• _SELECTED PASSAGE_

____________________

Health Expectations in the Global Media Society

Milagros Pérez Oliva

SUMMARY

Health is a core issue in the culture of welfare and the expectations that citizens have on their potential health are largely determined by culture. The interaction between genetics and environment will modulate the response of our body throughout life. In the same way that we are what we eat, what we drink and what we breathe, we are also what we think. Perceptions determine our thinking and our behavior, and this has an effect on health. How these perceptions are generated in our society? Largely through the media.

The globalized media society is founded on a revolution in communication technologies that let you transmit any information anywhere in the world in real time. Thanks to the Internet, the centers of knowledge production are permanently connected. The networked society has contributed exceptionally to the acceleration of time, and also to an unprecedented acceleration in the production of scientific knowledge.

One of the most significant changes affects the socialization of knowledge. The media have become the main vehicle of transmission of new knowledge to society. In the field of biomedicine, this means that the new knowledge is now directly travelling from the laboratory to society, and changing so fast that society has little time to assimilate the implications of new discoveries.

In recent years, the stunning advances in the field of biology have allowed us to enter areas that seemed unaffordable. Research on cloning, cellular reprogramming, tissue engineering, nanotechnology and neuroscience increase by leaps and bounds the ability to work on the body. It is natural for them to awaken great expectations. But the extreme competition in which teams operate leads them to communicate findings in an increasingly early stage. And for the advances reached in the laboratory to be provided with an informative value, they are often presented before the public, not in its current reality (a molecule with therapeutic potential, identification of a new genetic mechanism), but as its future potential form (a new treatment, a new therapeutic target). They are the future of medicine, which often fail to materialize or, if certain, they do not do it on schedule, as seen in the case of gene therapy.

This way of communicating and the hagiographic form, almost epic, in which medical research is often presented, create false expectations in society, not just with regards to the individual possibilities of healing but also to the possibilities of medicine in general. The parallel emergence of a new type of patient that is more informed, more demanding and has a lesser frustration capacity, greatly complicates the relationship between doctor and patient and promotes a climate of collective anxiety from which a new industry focused on health trade is meant to profit.

____________________

• _RECORDS SUPPLIED_
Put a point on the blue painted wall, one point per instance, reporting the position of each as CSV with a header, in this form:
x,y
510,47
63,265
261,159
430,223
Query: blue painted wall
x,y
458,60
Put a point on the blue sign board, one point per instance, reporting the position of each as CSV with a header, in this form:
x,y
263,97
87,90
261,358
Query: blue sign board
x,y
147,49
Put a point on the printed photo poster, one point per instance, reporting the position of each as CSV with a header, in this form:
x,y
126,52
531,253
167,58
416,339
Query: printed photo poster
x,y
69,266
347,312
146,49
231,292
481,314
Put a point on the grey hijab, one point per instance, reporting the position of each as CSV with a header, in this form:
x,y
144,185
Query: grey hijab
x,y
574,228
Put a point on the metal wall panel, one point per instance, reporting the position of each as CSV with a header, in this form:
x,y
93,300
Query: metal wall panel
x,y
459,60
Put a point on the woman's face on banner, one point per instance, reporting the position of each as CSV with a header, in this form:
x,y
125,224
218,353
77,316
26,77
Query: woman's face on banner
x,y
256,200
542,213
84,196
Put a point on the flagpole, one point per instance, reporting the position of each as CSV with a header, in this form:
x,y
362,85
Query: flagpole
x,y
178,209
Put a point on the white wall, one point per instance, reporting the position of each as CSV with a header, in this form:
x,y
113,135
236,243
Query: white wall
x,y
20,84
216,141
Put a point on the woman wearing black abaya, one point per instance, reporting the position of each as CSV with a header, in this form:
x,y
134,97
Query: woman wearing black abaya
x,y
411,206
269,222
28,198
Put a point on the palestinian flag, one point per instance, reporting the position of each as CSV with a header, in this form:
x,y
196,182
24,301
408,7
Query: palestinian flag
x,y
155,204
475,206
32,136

____________________

• _PROBLEM REQUIREMENTS_
Restate the stretch of the health expectations text from "This way of" through "meant to profit.", substituting "reverential" for "hagiographic". The items are separate material with no connection to the text.

• _EXERCISE SOLUTION_
This way of communicating and the reverential form, almost epic, in which medical research is often presented, create false expectations in society, not just with regards to the individual possibilities of healing but also to the possibilities of medicine in general. The parallel emergence of a new type of patient that is more informed, more demanding and has a lesser frustration capacity, greatly complicates the relationship between doctor and patient and promotes a climate of collective anxiety from which a new industry focused on health trade is meant to profit.